Data excerpts:
——————————
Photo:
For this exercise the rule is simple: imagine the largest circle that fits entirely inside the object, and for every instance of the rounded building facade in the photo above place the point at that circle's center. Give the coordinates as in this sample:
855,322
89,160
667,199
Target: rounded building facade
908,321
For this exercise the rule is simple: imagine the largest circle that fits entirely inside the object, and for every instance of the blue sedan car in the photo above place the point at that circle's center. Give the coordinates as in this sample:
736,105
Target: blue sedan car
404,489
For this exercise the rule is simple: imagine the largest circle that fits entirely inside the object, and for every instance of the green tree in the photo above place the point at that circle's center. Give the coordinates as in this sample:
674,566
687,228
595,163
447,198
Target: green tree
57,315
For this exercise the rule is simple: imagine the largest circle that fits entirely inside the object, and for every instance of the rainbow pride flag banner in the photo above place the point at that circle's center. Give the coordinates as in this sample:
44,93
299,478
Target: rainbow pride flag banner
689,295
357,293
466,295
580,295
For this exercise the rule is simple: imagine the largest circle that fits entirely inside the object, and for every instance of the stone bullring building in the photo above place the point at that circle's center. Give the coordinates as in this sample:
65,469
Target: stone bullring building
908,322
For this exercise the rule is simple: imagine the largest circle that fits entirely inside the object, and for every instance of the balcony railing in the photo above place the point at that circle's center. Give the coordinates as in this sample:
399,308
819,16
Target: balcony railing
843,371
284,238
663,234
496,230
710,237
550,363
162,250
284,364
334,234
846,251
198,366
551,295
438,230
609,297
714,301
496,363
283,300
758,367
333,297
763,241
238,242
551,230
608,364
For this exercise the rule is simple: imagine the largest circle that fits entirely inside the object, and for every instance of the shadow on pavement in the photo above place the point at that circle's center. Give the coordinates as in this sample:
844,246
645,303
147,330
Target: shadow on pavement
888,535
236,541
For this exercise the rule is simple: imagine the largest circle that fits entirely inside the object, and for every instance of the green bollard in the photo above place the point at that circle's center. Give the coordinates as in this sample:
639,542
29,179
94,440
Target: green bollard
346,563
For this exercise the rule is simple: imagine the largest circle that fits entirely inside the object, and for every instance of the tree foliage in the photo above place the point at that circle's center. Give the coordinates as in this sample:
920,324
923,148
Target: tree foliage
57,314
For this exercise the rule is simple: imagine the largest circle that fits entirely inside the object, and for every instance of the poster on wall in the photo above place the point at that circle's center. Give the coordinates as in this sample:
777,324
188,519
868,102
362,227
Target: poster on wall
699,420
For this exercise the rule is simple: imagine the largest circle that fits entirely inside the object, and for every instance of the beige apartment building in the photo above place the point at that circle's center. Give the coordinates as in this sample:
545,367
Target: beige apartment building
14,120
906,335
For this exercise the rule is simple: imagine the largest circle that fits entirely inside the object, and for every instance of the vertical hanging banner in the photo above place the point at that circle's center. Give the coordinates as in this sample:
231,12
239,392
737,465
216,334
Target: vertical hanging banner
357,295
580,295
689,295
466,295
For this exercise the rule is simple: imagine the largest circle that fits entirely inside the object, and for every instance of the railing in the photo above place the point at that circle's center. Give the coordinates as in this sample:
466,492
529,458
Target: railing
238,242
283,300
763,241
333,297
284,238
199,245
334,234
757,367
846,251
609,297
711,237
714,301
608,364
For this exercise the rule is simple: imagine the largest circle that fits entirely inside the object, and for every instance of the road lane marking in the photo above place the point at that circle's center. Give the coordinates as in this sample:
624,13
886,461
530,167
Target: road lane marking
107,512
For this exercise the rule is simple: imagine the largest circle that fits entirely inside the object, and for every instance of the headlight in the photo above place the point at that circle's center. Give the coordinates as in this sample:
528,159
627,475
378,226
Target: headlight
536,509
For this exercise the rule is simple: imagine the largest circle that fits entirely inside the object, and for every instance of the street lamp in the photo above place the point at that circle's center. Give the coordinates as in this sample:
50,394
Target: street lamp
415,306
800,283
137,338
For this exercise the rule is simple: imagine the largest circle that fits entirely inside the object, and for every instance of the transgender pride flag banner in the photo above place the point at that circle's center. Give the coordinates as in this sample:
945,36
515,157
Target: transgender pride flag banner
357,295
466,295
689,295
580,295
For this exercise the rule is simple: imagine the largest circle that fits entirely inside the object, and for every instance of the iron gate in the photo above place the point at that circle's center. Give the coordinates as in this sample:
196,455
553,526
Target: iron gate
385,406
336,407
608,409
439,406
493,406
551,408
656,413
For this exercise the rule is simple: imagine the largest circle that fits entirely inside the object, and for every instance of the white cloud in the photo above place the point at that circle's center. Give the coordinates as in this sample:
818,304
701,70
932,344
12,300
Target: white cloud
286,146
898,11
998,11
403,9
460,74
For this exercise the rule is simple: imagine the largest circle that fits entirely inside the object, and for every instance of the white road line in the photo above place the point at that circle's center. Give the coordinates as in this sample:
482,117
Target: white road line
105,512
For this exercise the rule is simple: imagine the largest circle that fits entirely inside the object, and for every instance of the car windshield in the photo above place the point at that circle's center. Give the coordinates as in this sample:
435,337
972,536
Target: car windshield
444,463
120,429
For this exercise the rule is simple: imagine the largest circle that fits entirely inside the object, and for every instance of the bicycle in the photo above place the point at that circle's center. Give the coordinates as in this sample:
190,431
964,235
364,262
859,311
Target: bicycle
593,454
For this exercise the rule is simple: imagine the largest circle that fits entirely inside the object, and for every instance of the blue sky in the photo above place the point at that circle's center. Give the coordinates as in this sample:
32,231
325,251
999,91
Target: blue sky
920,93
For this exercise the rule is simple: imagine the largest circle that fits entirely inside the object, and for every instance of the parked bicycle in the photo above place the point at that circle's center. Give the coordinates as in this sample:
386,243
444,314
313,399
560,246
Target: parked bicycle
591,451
——————————
HOW TO COMPLETE THIS TASK → Type out all of the records again, exactly.

ANSWER BOX →
Photo:
For this exercise the rule is simple: imagine the largest circle that fits entirely inside the object, and for every instance of the rounded building facade in the photo above place the point at that circle's center. Give the coordinates as in this sample:
855,322
89,160
667,199
Target: rounded building facade
908,321
For this exercise the rule is simple: imagine the largest circle that fits entirely inside the object, and for every instance of the blue sedan car in the photo above place the point at that circle's center. Give the coordinates as in this sample:
736,105
Target: blue sedan car
404,489
For this exercise the rule is simple: imagine the largest circle that fits entirely inside the object, and for every instance of the green tree in the photo above place the point at that circle's center. Give the coordinates as in this sample:
674,566
687,228
595,163
447,198
Target: green tree
57,315
For this exercise the rule is simple: imagine the largest circle that fits entirely inside the object, and for every instance of the rainbow pride flag banner in the photo above place the point at that circle's center. Give the coordinates as in this sample:
44,93
299,478
Target: rainbow pride flag banner
689,295
357,293
466,295
580,295
For this exercise the rule is simple: imagine the largest circle that fits entirely inside the object, and for every instance of the stone bullring building in the photo above place the point at that circle's center. Give the coordinates as in this sample:
65,469
Target: stone bullring building
908,322
For this exercise the rule is simple: imagine the largest circle that fits entirely inside the object, and for every instance of the balcony railing in the photo above place the point at that circle's center. Give the coordinates as in this sample:
399,308
819,16
Target: balcony railing
843,371
284,238
663,234
496,230
710,237
550,363
162,250
284,364
334,234
846,251
198,366
551,295
438,230
609,297
714,301
496,363
283,300
758,367
333,297
763,241
238,242
551,230
608,364
For this exercise the rule is simple: imagine the largest circle that fits entirely inside the object, and for every instance of the shadow on pavement in the photo above place the point at that circle's center. Give the coordinates as in this sample:
844,246
645,303
147,330
Target: shadow on pavement
888,535
236,541
For this exercise the rule is simple: imagine the largest circle that fits entirely inside the object, and for every instance of the green bollard in the photo above place the point at that circle's center. Give the coordinates as in this sample:
639,542
29,179
94,440
Target: green bollard
346,563
For this exercise the rule is simple: imagine the largest circle that fits entirely inside the object, and for every instance of the tree foliage in the photo above place the point at that circle's center. Give the coordinates as in this sample:
920,324
923,148
Target: tree foliage
57,314
For this exercise the rule is simple: imagine the largest circle that fits entirely inside the object, and for every instance of the poster on wall in the photo above place the point at that circle's center. Give the coordinates as in this sample:
777,324
188,519
868,102
362,227
Target: poster on wall
699,420
For this exercise the rule is simple: imagine the largest circle that fits entirely inside the object, and for every instance of the beige apartment building in the photo above place the point at that circle's center. Give the coordinates as in this sample:
545,367
Target: beige apartment building
14,120
906,335
For this exercise the rule is simple: imagine the largest circle that fits entirely inside the object, and for every instance of the vertical hanging banner in the photo above place the point at that circle's center. Give the coordinates as in this sample:
231,12
239,392
737,465
216,334
Target: vertical hanging banner
357,295
580,295
689,295
466,295
For this exercise the rule is simple: imagine the largest circle that fits entirely inside the object, and for every instance of the railing in the photo above place the point at that circle's center. Give the coordinates as in this sample:
466,492
529,458
Target: railing
238,242
283,300
763,241
333,297
284,238
199,245
334,234
757,367
846,251
609,297
711,237
714,301
608,364
For this exercise the rule is simple: imagine the largest circle that fits entirely inside the object, and for every instance of the road lane marking in the photo above place the point at that circle's center. Give the coordinates as in this sample:
624,13
886,461
530,167
Target: road lane marking
107,512
For this exercise the rule is simple: imagine the largest circle that fits entirely inside the object, and for every instance of the headlight in the photo above place the point at that circle's center. Give the coordinates as in this sample:
528,159
627,475
378,226
Target: headlight
536,509
For this exercise the rule is simple: imagine the largest circle that fits entirely inside the object, and for every instance of the street lamp in the photo above place the point at that circle's center. Give the coordinates as in this sample:
50,394
Target: street lamp
415,306
800,283
137,338
For this exercise the rule is simple: imagine the largest circle that fits entirely inside the object, and for every instance of the transgender pride flag banner in the photo above place the point at that circle's center. Give the coordinates as in this sample:
945,36
515,157
Target: transgender pride flag banner
357,295
466,295
689,295
580,295
For this exercise the rule is simple: imagine the largest circle that fits entirely inside the object, and for every instance of the iron gate in the photo above place the point at that circle's center. Give the coordinates as in this sample:
196,455
553,526
Target: iron gate
385,406
336,407
608,409
439,406
493,406
551,408
656,413
For this exercise the rule is simple: imagine the largest circle that fits entirely inside the object, and for every instance of the white cloud in the photo above place the point at that circle's center. Give the coordinates as in this sample:
818,304
701,70
932,344
12,300
Target: white cloud
286,146
898,11
998,11
403,9
460,74
For this exercise the rule is simple: imagine the largest circle that fits entirely inside the object, and for every instance of the white road line in the photo above place the point at that circle's center. Give the coordinates as in this sample:
482,117
Target: white road line
105,512
For this exercise the rule is simple: imagine the largest circle that fits entirely inside the object, and for every instance of the car windshield in the photo above place the point at that circle's center. Give the coordinates as in this sample:
435,337
972,536
Target: car windshield
444,463
120,429
For this exercise the rule is simple: imagine the largest circle that fits entirely inside the object, and for every instance of the bicycle in the photo above place the point at that circle's center. Give the coordinates as in this sample:
190,431
964,235
364,262
859,311
Target: bicycle
593,454
For this exercise the rule is simple: imagine the largest circle that fits entirely inside the object, and for every instance of the blue sky in the photo above place the point at that circle's center. Give the coordinates as in this sample:
32,231
325,251
999,91
Target: blue sky
920,93
For this exercise the rule is simple: imagine the largest circle that fits entirely inside the object, and for every instance of the parked bicycle in the photo above place the point at that circle's center. Give the coordinates as in this sample:
386,243
444,314
313,399
560,246
Target: parked bicycle
591,451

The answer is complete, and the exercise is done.